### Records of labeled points

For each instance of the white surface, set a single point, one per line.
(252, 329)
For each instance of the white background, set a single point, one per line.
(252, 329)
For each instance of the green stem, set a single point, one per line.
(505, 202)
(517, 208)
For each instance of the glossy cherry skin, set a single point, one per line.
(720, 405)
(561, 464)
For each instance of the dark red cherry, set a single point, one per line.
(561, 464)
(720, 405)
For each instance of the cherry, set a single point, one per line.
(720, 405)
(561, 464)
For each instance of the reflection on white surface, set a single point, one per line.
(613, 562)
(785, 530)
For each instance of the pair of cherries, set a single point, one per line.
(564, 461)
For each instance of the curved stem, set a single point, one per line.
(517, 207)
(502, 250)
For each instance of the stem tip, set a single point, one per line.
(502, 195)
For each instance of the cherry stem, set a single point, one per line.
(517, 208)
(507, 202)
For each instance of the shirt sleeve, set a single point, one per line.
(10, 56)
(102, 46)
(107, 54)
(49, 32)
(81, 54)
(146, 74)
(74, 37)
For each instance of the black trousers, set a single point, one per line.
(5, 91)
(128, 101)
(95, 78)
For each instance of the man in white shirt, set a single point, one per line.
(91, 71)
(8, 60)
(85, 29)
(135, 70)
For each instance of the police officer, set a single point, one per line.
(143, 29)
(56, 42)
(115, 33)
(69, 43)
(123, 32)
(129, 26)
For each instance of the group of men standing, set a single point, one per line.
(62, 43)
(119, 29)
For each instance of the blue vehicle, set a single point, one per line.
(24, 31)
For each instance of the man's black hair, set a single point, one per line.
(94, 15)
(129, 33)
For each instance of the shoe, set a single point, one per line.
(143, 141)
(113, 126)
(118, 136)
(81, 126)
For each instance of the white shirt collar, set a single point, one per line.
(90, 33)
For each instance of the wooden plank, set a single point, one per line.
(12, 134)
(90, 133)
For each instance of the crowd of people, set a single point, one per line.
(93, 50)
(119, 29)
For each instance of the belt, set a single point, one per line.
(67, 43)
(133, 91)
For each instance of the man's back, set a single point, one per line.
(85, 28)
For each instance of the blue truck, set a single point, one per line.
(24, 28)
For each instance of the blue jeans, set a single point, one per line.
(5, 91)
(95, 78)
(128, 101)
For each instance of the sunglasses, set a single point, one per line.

### Goal
Please reproduce all of the entries exactly as they stand.

### Expected output
For each instance of the white surface, set a single point, one per line.
(252, 329)
For each instance of the white background, set a single point, one per line.
(252, 329)
For each instance of the green stem, set a single point, one per line.
(505, 202)
(517, 208)
For each instance of the glossy cherry skin, set a single point, one per line.
(720, 405)
(561, 464)
For each instance of the dark red cherry, set a single point, one per line.
(561, 464)
(720, 405)
For each instance of the cherry, set a single point, one per line.
(720, 405)
(561, 464)
For each instance of the reflection on white surface, set a single point, one per line.
(613, 562)
(785, 530)
For each instance of the pair of cherries, set a single point, one per line.
(564, 461)
For each instance of the curved stem, set a single point, one per line.
(517, 207)
(502, 250)
For each instance of the stem tip, set a single point, one per line.
(502, 195)
For each instance of the cherry stem, set a single point, one per line.
(517, 208)
(507, 202)
For each instance of the shirt sleeve, set a single point, one per line.
(10, 56)
(102, 46)
(107, 54)
(49, 32)
(81, 54)
(146, 74)
(74, 37)
For each instance of the black trousers, set a single point, one per line.
(5, 91)
(128, 101)
(95, 78)
For each instance of the man in white shirt, set a single point, one per line.
(91, 71)
(8, 60)
(85, 29)
(135, 70)
For each instance of the police officer, set a single point, one per line.
(143, 29)
(56, 42)
(115, 33)
(69, 43)
(123, 32)
(129, 26)
For each instance of the group of men standing, set a single point, one per line.
(62, 43)
(119, 29)
For each instance of the blue vehicle, set a single point, one per line.
(24, 31)
For each instance of the man's black hair, set a single point, one per line.
(94, 15)
(129, 33)
For each instance of the shoe, set a single point, one per line.
(143, 141)
(113, 126)
(118, 136)
(81, 126)
For each instance of the white shirt collar, set a single point, one per line.
(90, 33)
For each instance of the wooden plank, set a single point, one per line.
(12, 134)
(90, 133)
For each instance of the crowd of people, set a single point, one per line.
(93, 50)
(119, 29)
For each instance of the belt, set a single point, one per line.
(67, 43)
(133, 91)
For each instance of the man's back, set a single point, one per line.
(85, 28)
For each instance of the blue truck, set a single point, one per line.
(24, 28)
For each instance of the blue jeans, set a single point, one per line.
(5, 91)
(95, 78)
(128, 101)
For each instance of the sunglasses, set a single point, one per line.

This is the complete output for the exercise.